*Problem requirements*
Starting at the first line and ending at the last, output the data exactly.

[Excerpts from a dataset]
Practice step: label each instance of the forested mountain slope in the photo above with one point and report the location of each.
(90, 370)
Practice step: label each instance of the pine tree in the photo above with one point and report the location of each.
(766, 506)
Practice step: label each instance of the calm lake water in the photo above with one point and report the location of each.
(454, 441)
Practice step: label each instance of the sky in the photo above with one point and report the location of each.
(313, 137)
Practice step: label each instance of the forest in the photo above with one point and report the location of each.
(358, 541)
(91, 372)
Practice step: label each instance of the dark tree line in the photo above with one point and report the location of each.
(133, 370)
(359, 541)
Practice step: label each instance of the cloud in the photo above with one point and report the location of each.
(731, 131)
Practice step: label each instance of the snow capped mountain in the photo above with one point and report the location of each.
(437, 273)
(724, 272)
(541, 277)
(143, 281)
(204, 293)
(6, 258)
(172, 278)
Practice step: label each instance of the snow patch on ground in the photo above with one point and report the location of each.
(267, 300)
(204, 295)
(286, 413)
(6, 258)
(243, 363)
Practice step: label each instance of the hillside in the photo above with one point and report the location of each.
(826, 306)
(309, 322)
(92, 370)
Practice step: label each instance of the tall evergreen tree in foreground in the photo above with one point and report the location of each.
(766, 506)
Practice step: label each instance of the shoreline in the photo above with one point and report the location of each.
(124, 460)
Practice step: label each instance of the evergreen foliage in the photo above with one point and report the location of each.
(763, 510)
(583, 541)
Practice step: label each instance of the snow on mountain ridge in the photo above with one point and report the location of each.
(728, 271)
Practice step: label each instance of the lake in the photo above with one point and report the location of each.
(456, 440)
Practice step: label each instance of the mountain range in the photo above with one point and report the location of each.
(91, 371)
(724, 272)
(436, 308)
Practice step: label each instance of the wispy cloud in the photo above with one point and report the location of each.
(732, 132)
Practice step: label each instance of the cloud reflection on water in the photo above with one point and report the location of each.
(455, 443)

*Written solution*
Practice step: label each instance of the forested mountain slope in the photo above with one point and report the location of each.
(90, 370)
Practice step: label each instance of the pine tree in the photo above with one point and report the location of each.
(766, 506)
Practice step: label each instance of the calm lake water in the photo above with one point and report the location of each.
(454, 441)
Practice step: label each instance of the sky in the photo above with one point and report the location of each.
(313, 137)
Practice step: label each instance of the forest in the photo above with one point and report the location of each.
(358, 541)
(91, 372)
Practice step: label each instance of the dark tree line in the photo above with one point and report the location of each.
(133, 370)
(359, 541)
Practice step: label each instance of the cloud in the photo above with one point and report the location of each.
(731, 131)
Practice step: label each instance of the snow capped mountain in the photo above with one point and report the location of each.
(437, 273)
(724, 272)
(541, 277)
(143, 281)
(204, 293)
(6, 258)
(172, 278)
Practice step: label each instance of the snow patch on ground in the photo above with one point and report the location of each.
(267, 300)
(204, 295)
(286, 413)
(6, 258)
(243, 363)
Practice step: label each instance of the hillside in the photo above with one point and report the location of each.
(826, 306)
(309, 322)
(92, 370)
Practice step: label each instance of the tall evergreen tree in foreground in the photo above with one point and report the location of each.
(766, 506)
Practice step: label each instance of the shoreline in the photo above with one point and report the location of each.
(124, 460)
Practice step: label each instance of the evergreen foliage in the photo above with one point and report the location of each.
(763, 510)
(583, 541)
Practice step: label each instance of the snow on mountain ridge in the photo above with one point and report the location of each.
(728, 271)
Practice step: label each instance of the lake in the photo above with one point and report the location of each.
(456, 440)
Practice step: label each instance of the mountain range in the photo above with one point and report the location of each.
(91, 371)
(724, 272)
(436, 308)
Practice step: label each instance of the wispy cloud in the photo above with one point and report the location of each.
(732, 132)
Practice step: label each instance of the cloud reflection on water in the photo above with one point and report the location of each.
(455, 443)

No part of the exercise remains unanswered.